§ **Entries provided**

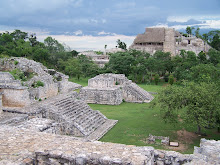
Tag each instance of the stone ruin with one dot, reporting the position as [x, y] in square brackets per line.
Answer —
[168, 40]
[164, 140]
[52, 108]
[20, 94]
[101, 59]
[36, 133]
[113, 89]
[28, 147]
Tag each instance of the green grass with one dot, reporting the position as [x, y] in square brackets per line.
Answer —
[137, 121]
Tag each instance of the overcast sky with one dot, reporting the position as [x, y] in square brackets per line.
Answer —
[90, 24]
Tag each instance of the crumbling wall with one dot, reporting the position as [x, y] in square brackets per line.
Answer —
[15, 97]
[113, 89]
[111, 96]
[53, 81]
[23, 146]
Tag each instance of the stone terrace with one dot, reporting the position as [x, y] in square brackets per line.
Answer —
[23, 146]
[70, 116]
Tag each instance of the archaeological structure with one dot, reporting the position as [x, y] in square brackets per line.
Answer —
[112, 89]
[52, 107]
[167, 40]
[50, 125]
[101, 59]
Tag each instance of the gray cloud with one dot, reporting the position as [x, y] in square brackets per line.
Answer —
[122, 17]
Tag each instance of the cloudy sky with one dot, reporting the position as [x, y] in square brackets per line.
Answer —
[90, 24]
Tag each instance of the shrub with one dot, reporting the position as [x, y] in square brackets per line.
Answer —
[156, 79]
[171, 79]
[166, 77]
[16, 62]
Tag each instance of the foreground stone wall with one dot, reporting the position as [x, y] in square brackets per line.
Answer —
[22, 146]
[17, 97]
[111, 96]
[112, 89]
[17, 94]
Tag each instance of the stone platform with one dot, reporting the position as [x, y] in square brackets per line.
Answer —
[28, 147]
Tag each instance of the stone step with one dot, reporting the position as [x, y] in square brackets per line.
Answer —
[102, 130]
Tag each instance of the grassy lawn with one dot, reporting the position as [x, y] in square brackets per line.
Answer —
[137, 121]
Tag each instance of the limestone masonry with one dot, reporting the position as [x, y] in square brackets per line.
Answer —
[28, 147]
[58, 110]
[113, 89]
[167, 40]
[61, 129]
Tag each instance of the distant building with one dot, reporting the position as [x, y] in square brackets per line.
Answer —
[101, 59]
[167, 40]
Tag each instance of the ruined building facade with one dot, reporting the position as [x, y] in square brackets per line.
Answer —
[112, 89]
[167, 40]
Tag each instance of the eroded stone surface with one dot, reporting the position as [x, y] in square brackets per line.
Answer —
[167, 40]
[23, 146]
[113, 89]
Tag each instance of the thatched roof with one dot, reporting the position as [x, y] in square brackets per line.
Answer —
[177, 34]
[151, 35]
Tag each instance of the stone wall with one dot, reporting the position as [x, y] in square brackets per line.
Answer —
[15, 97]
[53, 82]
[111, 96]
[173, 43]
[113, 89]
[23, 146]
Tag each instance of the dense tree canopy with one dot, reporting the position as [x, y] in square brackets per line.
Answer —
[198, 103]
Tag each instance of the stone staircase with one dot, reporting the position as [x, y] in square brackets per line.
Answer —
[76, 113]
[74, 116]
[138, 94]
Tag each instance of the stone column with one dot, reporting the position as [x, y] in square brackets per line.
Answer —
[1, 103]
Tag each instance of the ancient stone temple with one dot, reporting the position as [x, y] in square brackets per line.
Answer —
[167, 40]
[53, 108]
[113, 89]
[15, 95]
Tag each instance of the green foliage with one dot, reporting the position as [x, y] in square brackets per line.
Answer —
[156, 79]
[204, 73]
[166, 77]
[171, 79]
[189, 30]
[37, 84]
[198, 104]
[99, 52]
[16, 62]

--

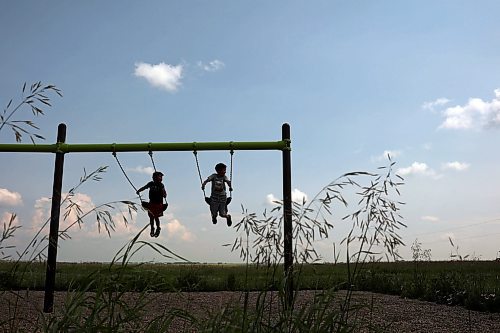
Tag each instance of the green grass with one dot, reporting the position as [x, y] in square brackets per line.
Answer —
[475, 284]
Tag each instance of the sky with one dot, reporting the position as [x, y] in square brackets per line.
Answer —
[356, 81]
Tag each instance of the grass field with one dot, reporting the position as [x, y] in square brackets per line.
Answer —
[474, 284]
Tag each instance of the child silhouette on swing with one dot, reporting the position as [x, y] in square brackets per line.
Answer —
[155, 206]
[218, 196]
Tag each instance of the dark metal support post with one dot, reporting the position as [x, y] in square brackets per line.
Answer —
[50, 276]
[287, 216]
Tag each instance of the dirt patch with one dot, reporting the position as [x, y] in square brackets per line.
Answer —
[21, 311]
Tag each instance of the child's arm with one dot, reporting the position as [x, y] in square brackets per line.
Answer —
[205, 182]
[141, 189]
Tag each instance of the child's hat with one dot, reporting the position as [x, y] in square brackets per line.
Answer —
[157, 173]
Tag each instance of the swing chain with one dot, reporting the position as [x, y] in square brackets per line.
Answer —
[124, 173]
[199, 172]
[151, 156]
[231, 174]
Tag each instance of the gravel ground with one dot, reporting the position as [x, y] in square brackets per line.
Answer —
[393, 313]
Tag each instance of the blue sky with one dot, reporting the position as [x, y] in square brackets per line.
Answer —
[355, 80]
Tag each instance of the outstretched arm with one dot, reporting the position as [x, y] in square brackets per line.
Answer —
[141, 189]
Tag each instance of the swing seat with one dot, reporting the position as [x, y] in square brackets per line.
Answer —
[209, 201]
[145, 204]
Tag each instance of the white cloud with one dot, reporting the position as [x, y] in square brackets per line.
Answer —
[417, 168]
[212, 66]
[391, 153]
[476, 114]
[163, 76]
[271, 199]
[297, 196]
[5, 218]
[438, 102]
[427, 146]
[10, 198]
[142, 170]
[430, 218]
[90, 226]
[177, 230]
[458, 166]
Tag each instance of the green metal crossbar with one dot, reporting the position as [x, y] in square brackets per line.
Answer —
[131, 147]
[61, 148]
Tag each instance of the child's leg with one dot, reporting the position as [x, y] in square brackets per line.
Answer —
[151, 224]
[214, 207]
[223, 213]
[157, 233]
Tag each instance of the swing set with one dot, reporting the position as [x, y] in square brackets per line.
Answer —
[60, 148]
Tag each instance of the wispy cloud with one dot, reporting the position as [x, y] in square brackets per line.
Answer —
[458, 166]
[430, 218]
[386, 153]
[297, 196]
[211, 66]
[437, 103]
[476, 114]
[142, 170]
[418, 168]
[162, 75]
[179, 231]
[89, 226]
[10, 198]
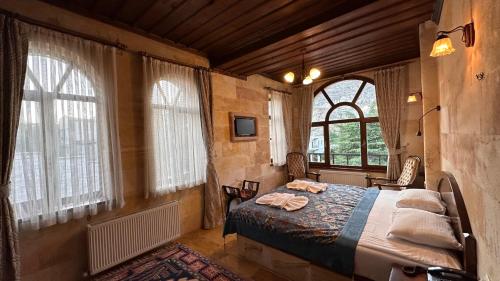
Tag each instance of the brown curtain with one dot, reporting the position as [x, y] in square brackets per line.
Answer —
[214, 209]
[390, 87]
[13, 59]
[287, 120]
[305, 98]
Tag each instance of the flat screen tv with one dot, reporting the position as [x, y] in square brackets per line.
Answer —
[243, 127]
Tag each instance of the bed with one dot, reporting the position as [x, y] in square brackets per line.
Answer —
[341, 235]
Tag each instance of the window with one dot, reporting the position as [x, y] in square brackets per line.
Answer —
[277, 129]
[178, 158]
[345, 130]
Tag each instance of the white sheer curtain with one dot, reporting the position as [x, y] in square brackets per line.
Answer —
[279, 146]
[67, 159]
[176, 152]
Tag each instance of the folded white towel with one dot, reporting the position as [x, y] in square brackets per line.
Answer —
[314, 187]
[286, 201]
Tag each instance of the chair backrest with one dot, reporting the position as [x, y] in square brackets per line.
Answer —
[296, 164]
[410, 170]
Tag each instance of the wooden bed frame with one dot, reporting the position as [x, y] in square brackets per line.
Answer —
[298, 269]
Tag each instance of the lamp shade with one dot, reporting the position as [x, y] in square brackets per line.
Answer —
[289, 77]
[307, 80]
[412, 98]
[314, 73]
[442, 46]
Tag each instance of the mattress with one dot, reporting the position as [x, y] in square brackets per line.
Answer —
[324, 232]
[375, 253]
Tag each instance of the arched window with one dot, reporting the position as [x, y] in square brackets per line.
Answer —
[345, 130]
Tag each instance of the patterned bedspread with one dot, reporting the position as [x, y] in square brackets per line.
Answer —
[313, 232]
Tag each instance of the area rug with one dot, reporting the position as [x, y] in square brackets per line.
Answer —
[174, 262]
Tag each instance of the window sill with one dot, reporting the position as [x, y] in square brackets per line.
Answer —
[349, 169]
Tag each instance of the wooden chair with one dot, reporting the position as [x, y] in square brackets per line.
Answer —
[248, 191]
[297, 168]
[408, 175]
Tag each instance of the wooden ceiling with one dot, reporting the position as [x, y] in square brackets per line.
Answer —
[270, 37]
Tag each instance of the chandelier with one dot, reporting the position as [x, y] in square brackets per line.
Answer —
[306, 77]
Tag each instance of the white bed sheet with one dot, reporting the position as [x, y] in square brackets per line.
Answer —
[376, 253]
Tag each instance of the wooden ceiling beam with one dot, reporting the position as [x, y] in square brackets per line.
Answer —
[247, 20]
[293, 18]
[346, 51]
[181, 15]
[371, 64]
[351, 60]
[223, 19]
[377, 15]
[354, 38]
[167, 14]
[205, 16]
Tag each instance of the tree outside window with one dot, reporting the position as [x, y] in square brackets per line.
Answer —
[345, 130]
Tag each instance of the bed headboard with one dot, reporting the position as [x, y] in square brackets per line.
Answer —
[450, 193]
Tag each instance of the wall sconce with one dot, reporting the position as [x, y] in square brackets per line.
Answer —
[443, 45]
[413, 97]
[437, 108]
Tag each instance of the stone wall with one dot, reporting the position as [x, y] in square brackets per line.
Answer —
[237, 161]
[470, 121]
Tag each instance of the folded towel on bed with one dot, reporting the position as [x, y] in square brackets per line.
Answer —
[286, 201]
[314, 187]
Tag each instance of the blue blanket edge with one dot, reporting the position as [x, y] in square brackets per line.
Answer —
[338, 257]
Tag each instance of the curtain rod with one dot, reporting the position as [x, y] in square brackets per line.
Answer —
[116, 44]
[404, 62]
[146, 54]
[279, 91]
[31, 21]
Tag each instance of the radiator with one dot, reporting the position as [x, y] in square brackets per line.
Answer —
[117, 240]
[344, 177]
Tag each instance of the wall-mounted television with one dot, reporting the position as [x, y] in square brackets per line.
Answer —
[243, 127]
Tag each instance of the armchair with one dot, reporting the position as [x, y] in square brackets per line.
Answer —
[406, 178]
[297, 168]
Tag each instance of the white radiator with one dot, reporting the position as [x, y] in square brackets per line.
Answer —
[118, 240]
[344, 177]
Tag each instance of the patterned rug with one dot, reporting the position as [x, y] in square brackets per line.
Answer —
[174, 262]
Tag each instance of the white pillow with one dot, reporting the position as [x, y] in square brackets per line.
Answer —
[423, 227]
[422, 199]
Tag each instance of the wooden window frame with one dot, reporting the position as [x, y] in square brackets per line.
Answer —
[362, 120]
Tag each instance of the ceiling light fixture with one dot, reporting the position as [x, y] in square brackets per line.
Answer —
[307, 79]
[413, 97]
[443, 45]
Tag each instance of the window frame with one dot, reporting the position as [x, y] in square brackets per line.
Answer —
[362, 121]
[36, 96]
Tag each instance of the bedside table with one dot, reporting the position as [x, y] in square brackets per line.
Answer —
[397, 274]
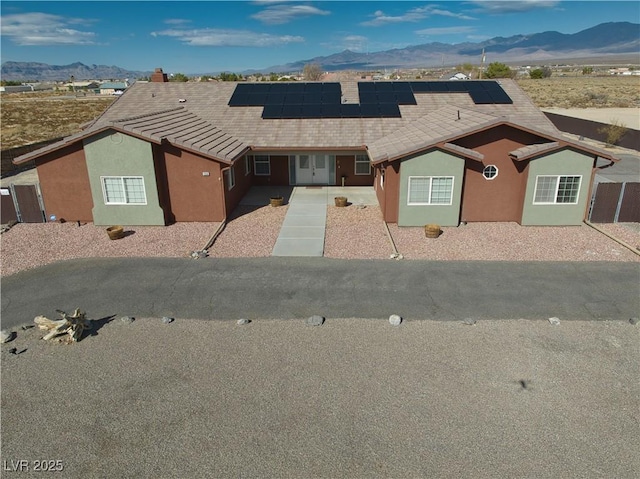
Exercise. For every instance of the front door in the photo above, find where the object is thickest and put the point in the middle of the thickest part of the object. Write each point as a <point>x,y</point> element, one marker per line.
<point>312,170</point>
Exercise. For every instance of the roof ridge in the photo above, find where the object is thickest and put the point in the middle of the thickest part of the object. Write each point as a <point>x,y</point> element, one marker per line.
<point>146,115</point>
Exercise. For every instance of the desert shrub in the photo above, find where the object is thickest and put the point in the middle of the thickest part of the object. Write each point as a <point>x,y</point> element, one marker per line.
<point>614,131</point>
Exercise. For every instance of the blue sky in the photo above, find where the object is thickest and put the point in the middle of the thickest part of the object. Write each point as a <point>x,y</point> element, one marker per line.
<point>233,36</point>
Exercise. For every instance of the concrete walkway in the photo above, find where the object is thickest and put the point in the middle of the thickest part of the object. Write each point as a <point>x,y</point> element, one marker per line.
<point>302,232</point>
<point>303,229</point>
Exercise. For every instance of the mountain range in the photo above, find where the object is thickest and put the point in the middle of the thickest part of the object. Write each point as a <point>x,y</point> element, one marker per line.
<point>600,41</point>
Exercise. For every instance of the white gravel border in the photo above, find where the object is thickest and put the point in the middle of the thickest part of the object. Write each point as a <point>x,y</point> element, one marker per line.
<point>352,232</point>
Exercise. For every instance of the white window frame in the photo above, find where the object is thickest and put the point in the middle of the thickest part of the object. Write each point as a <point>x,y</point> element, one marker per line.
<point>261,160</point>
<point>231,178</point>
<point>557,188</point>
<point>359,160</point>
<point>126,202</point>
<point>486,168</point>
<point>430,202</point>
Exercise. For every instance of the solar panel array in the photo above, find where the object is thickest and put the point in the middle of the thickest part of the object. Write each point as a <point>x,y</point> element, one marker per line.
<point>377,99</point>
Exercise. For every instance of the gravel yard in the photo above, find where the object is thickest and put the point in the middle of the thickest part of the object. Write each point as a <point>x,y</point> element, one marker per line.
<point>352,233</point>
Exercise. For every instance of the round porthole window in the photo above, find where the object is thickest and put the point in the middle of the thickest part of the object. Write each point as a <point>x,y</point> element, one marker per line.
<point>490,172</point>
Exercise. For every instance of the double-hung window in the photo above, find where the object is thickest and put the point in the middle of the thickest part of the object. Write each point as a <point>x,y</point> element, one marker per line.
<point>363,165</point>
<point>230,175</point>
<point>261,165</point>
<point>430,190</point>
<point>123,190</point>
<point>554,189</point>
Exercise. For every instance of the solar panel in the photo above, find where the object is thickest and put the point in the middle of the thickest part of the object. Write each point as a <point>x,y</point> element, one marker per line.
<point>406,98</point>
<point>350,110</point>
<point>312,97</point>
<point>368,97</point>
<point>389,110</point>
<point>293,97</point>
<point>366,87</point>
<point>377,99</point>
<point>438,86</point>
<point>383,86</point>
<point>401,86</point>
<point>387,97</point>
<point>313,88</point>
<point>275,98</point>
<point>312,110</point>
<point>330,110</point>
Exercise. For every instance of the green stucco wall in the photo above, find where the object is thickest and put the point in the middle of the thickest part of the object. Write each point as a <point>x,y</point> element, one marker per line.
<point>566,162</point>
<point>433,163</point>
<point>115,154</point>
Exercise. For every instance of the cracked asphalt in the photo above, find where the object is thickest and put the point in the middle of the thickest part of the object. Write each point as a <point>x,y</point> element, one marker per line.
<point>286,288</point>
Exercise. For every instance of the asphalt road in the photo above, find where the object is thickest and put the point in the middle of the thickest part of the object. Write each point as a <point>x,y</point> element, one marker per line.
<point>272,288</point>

--

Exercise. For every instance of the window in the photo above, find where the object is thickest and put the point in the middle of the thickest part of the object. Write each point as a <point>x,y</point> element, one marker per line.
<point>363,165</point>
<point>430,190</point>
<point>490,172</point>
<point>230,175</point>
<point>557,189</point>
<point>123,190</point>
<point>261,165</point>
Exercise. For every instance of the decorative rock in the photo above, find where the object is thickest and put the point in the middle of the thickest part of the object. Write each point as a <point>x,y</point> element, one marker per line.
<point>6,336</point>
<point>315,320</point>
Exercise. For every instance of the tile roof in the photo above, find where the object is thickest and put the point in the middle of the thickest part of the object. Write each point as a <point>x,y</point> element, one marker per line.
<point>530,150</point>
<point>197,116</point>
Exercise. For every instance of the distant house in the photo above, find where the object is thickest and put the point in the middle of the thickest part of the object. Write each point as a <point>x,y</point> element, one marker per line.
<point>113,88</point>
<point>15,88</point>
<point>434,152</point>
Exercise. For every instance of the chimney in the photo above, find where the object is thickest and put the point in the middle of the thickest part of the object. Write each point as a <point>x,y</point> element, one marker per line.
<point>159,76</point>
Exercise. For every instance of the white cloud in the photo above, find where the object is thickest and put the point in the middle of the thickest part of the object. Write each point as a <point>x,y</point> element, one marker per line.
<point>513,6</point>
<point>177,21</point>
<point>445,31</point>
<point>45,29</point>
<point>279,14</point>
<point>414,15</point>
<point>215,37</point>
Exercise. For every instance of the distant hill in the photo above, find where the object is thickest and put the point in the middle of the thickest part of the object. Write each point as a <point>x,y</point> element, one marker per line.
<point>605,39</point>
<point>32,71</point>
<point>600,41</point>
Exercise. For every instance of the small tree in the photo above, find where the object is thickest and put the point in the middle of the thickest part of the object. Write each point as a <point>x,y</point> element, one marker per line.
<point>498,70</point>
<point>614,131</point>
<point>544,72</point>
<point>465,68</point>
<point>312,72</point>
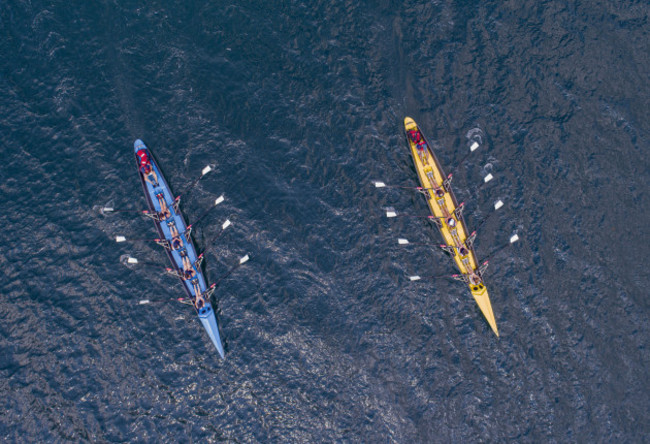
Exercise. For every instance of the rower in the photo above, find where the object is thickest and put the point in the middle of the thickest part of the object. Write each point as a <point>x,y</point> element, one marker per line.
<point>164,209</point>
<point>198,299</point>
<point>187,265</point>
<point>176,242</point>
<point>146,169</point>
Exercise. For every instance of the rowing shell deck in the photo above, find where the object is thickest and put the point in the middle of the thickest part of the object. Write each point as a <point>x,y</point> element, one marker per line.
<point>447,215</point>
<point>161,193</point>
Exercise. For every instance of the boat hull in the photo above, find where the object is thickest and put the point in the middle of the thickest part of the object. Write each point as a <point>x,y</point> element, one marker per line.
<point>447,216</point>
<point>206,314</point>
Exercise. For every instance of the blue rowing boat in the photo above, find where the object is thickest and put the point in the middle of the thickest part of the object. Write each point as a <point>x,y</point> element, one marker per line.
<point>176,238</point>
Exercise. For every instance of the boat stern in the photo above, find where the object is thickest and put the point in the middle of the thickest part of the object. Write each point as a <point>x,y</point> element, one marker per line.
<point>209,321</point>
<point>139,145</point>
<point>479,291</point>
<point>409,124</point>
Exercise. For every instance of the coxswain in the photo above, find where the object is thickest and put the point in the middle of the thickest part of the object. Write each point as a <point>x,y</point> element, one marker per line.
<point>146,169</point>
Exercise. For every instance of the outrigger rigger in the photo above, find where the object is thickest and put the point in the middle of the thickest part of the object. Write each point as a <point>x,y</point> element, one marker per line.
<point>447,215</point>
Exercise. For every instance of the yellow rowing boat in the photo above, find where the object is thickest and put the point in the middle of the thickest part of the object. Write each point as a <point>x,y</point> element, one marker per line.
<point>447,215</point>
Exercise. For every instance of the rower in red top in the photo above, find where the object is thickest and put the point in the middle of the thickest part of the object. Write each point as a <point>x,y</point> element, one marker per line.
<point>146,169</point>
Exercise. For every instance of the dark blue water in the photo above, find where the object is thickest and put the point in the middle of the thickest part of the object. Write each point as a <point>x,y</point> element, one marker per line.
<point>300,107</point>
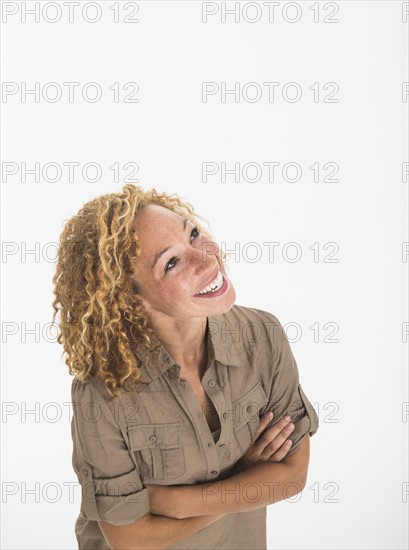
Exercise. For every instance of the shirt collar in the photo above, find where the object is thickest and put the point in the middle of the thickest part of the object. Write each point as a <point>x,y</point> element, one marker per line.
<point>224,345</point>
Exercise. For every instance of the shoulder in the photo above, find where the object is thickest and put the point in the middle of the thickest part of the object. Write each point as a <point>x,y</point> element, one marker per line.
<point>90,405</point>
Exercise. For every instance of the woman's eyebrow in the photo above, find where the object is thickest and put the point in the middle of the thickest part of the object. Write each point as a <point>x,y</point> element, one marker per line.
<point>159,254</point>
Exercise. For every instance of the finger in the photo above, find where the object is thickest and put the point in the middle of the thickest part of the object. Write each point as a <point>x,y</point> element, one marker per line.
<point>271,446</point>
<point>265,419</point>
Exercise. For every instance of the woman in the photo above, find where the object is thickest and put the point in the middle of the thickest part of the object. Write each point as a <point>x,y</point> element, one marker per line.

§ **Exercise description**
Rescale the data from the line with "Exercise. For every instance of the rower in the" up to and including the line with "<point>206,314</point>", reproducing every line, requests too, and multiplying each x and y coordinate in the answers by 1.1, rounded to the nearest whole number with halves going up.

§ **Answer**
Exercise. For every instance of the rower in the photo above, find where the object is thickest and put the point in the middle of the thickest part of the object. Write each point as a <point>x,y</point> element, one marker per line.
<point>180,230</point>
<point>218,329</point>
<point>206,292</point>
<point>194,266</point>
<point>161,186</point>
Exercise. For every instance of the rowing shell deck in the photo above, find where the object is thickest and put the point in the middle of the thickest part of the object. Write each point as a <point>x,y</point> element, one marker per line.
<point>492,237</point>
<point>177,212</point>
Exercise. For every instance of the boat hull in the photo above, find where the object is thickest and put the point in the middle of the thickest part of the object. Write each point as a <point>x,y</point> element, one marker per line.
<point>492,238</point>
<point>227,345</point>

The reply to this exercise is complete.